**WHAT THIS TASK INVOLVES**
Rewrite every record below with "photo" swapped for "image" and everything else left as is. Leave the pictures out of your answer.

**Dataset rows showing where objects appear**
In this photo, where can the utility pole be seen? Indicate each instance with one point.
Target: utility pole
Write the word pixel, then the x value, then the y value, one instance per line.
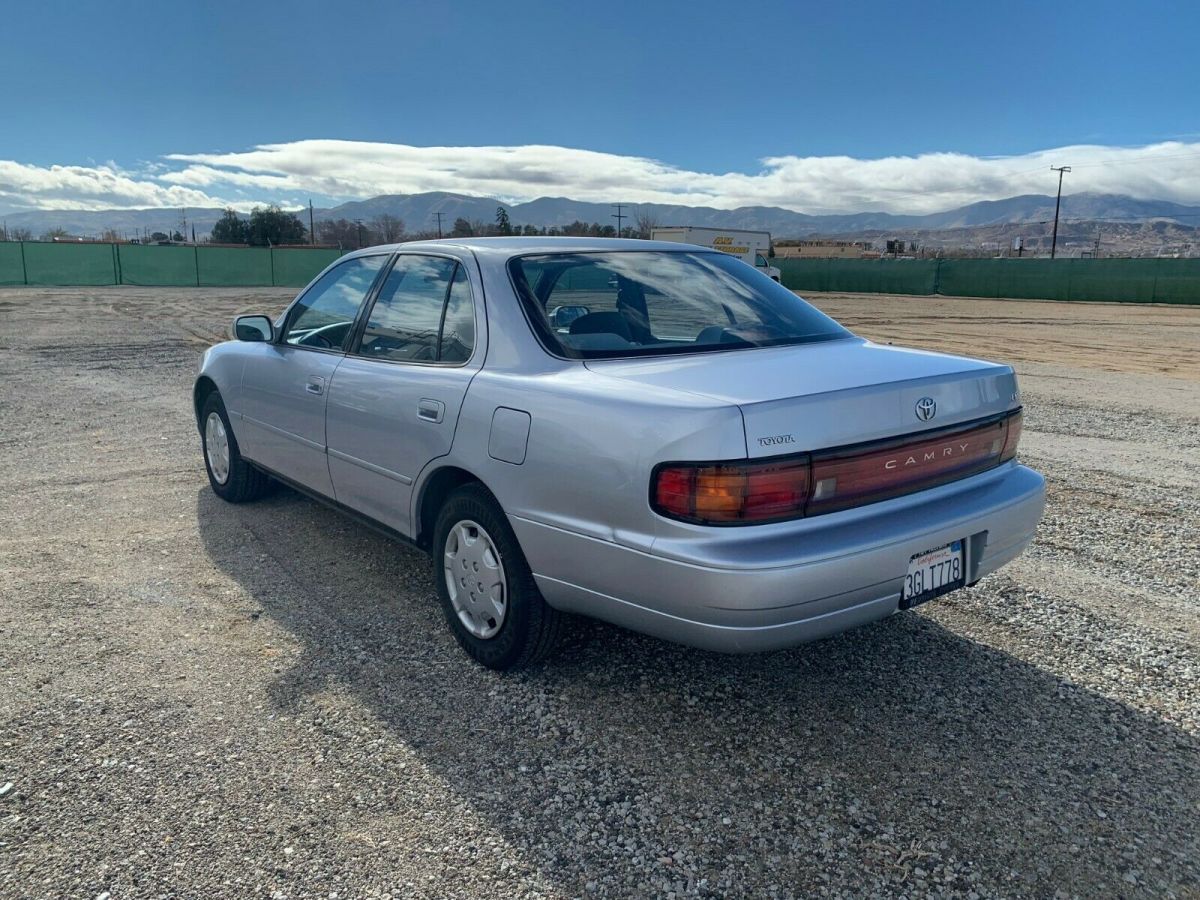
pixel 1057 203
pixel 619 216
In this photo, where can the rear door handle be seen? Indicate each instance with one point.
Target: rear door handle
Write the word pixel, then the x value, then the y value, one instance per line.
pixel 431 411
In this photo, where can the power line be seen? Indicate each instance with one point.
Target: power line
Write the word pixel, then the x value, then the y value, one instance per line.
pixel 1057 203
pixel 619 216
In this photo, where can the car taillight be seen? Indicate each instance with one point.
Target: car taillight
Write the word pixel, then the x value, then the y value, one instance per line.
pixel 1013 437
pixel 732 493
pixel 789 487
pixel 844 480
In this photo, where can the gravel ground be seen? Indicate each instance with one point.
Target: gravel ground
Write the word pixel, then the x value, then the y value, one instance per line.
pixel 201 700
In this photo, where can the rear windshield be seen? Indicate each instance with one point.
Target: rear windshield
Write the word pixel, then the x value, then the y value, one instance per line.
pixel 651 303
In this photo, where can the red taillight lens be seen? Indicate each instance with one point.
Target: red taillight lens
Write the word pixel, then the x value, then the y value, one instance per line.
pixel 853 479
pixel 775 490
pixel 732 493
pixel 1013 437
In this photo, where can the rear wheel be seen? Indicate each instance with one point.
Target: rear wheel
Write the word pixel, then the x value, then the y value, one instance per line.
pixel 487 591
pixel 232 478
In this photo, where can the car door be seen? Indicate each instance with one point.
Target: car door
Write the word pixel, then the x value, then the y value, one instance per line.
pixel 394 402
pixel 285 383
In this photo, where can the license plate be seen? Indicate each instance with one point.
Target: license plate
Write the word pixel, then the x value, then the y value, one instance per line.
pixel 934 573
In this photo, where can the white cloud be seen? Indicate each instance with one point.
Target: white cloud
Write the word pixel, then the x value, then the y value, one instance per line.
pixel 90 187
pixel 347 169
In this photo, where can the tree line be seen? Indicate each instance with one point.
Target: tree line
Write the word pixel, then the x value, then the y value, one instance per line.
pixel 390 229
pixel 270 226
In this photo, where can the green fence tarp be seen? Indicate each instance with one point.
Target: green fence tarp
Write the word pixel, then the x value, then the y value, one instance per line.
pixel 12 269
pixel 1177 281
pixel 141 264
pixel 234 267
pixel 295 268
pixel 70 263
pixel 1164 281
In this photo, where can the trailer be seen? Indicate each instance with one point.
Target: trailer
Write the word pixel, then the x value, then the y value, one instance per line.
pixel 751 247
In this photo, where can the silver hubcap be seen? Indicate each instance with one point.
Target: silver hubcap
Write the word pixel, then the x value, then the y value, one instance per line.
pixel 216 448
pixel 475 580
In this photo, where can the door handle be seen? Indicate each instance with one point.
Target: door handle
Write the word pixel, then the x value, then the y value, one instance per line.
pixel 431 411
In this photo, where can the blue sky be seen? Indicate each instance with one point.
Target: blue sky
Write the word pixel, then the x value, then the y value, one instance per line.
pixel 705 89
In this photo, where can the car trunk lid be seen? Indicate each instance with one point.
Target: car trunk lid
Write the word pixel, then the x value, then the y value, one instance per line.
pixel 832 394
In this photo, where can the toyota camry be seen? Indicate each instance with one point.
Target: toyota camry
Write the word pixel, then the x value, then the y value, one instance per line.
pixel 649 433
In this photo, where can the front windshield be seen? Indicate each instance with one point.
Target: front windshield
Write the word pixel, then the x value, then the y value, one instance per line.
pixel 652 303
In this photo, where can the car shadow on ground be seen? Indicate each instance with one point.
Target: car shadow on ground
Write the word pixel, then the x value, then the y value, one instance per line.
pixel 895 751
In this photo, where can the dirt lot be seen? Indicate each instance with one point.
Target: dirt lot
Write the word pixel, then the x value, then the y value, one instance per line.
pixel 201 700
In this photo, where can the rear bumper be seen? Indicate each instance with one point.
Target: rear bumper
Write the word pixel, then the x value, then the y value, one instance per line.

**ANSWER IN FULL**
In this image, where can the utility pole be seen? Indicate each instance with one point.
Target: utility pole
Write the word pixel, then the x value, then the y value, one instance per line.
pixel 1057 203
pixel 619 216
In this image, where can the rear door handle be seen? Indicate each instance with one point.
Target: rear door handle
Write the word pixel, then the x value, then the y value, one instance per line.
pixel 431 411
In this image, where can the power line be seen? Indicate each instance with one point.
Target: power line
Write the word pixel, then the x value, then the y value, one instance per line.
pixel 1057 203
pixel 619 216
In this image, where can the car taillight be seen? Indicate each instance with one point.
Target: car taillight
Write the word pixel, then the x value, then the y value, one instance per line.
pixel 1013 437
pixel 732 493
pixel 789 487
pixel 844 480
In this image, where can the gravel ground be seen? Indicate each instance with one point.
Target: gravel ground
Write the word pixel, then the x value, then the y value, one instance per line.
pixel 201 700
In this image, where can the rear windshield be seen? Indicate each instance with one point.
Target: rear windshield
Write the word pixel, then the x value, then the y value, one instance per line.
pixel 651 303
In this image, where can the red taillight lens be seen? Indicate each instance with one point.
Target: red taillight lens
Write the word pixel, then the x value, then the y value, one instance per line.
pixel 853 479
pixel 775 490
pixel 732 493
pixel 1013 437
In this image, where can the rear wheel be seen? Indicate each instance with one point.
Target: rear wheel
Write the word pixel, then the x value, then the y value, one instance per line.
pixel 487 591
pixel 232 478
In this image, where can the car door be seen? Indicate each instance with one point.
Target: car door
Write the word pixel, then the x value, then the y value, one instance per line.
pixel 394 402
pixel 285 383
In this image, where can the license plate be seen? Indicate each instance with one point.
Target: license plate
Write the word pixel, then the x value, then the y value, one instance per line.
pixel 934 573
In this image, where can the white cloud be seen? Indicate each instance with one point.
Target: white cloud
Write the word pixel, then the x value, then the y value, one instance per line.
pixel 90 187
pixel 347 169
In this image, where can the tree line be seen? Indicate each instance with one point.
Target: tree line
Write the word pixel, then the x value, then the y value, one instance per line.
pixel 390 229
pixel 270 226
In this image, where can the green fence tarp be seen? Indicate each instance with one point.
Target: green fence tarp
Write the word pixel, then the x value, then the y value, one instance per line.
pixel 12 269
pixel 1177 281
pixel 141 264
pixel 234 267
pixel 295 268
pixel 70 263
pixel 1164 281
In this image, where can the trailer be seen? Indicate each instance with one point.
Target: trailer
Write the word pixel, then the x value, then the y value, one instance per line.
pixel 751 247
In this image, where can the silver hubcap be seen? Indicate each instance with one point.
Target: silver hubcap
Write the word pixel, then the x value, then the y value, one instance per line.
pixel 216 448
pixel 475 580
In this image, where can the door handle be seen? Indicate each instance with one point.
Target: door handle
Write the word pixel, then the x value, then the y value, one instance per line.
pixel 431 411
In this image, where can the blue sky be seen? Indicate each instance with one point.
Target: blue sky
Write the word pixel, then the x value, then the y value, one instance per line.
pixel 705 89
In this image, where can the car trunk lid be seen? Indicate each instance with one point.
Target: car trunk lid
Write the word pixel, then the x value, then the y value, one instance per line.
pixel 832 394
In this image, where can the toyota camry be seen? Indicate each instance with one point.
Target: toyota camry
Write the word pixel, then the x value, then the y value, one instance per line.
pixel 649 433
In this image, where can the front windshield be seen? Indicate each instance with one point.
Target: front windshield
Write the word pixel, then the x value, then the y value, one instance per line.
pixel 652 303
In this image, where can the car shadow on ground be seen? Indicate each instance with one point.
Target: car shadow on ground
Write the word pixel, then the x value, then the y value, one instance per line.
pixel 895 751
In this image, where can the dirt lot be seen? Indicate each instance with one point.
Target: dirt lot
Write the word pixel, then the x value, then the y value, one instance per line.
pixel 201 700
In this image, where can the rear bumper be seen? Indicate each instance with one point.
Target: rear bumper
Write the word pixel, then the x value, then the y value, one instance per line.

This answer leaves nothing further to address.